- [ЗАДАНИЕ]: Подсчитайте, в скольких строках приведенных ниже записей встречается слово «step». В ответе укажите только это число.

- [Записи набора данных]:
——————
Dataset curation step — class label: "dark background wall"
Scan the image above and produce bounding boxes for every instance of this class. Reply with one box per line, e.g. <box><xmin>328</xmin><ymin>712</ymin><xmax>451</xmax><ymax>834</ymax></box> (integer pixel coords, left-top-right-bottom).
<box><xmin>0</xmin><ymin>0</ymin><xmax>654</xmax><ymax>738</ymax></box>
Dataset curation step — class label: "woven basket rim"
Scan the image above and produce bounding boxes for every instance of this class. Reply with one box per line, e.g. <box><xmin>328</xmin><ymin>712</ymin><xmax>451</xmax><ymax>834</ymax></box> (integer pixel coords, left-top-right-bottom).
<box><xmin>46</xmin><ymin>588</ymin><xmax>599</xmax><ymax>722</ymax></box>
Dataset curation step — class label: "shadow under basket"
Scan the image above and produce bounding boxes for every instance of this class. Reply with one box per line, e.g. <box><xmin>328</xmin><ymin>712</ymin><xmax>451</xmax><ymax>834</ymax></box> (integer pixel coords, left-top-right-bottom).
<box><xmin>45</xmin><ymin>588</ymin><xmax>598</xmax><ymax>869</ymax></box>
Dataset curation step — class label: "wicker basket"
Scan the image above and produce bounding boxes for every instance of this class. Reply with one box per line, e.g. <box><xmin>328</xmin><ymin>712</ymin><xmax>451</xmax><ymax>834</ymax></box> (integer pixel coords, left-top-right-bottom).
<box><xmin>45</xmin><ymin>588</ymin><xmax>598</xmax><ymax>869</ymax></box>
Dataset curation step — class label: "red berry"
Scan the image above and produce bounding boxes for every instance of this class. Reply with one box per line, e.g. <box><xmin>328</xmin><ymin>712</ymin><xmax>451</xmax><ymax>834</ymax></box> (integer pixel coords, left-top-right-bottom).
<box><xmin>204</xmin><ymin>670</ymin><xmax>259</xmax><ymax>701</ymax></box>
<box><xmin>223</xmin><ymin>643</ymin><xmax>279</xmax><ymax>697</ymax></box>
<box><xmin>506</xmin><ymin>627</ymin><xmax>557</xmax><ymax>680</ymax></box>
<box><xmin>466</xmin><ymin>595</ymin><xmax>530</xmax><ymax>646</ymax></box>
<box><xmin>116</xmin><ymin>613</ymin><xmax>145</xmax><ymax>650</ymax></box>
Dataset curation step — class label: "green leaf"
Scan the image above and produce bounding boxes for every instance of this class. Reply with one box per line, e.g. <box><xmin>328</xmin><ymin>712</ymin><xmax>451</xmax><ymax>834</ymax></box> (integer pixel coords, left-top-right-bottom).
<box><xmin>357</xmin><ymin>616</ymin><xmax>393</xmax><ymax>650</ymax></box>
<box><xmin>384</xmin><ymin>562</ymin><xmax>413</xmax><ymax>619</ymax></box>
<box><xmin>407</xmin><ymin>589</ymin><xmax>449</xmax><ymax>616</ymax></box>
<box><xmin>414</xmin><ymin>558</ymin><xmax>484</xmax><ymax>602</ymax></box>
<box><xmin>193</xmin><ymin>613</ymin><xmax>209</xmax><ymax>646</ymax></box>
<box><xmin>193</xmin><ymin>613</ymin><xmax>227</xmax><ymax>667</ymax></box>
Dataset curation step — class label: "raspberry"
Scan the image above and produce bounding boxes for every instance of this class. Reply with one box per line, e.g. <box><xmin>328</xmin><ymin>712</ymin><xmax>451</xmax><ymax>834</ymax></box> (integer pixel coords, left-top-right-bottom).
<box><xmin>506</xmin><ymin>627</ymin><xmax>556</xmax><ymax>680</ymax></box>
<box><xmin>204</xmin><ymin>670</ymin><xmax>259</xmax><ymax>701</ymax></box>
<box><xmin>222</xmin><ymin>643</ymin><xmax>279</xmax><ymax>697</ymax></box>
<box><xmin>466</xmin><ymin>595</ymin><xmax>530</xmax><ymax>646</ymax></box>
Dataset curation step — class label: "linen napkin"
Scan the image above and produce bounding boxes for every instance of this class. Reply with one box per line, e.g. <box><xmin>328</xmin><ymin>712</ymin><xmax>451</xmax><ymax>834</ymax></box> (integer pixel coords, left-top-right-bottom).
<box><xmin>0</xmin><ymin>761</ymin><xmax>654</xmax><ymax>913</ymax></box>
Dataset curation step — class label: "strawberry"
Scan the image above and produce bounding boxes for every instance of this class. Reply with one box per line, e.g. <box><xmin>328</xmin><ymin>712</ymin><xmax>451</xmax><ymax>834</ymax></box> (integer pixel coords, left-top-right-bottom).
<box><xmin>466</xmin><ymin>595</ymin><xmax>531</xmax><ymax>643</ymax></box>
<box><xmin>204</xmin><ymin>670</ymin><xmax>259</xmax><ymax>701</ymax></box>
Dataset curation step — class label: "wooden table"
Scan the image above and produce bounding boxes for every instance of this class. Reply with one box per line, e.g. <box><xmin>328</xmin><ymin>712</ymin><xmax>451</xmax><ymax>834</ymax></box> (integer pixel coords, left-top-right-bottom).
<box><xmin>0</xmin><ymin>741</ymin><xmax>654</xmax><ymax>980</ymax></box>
——————
- [ОТВЕТ НА ЗАДАНИЕ]: 10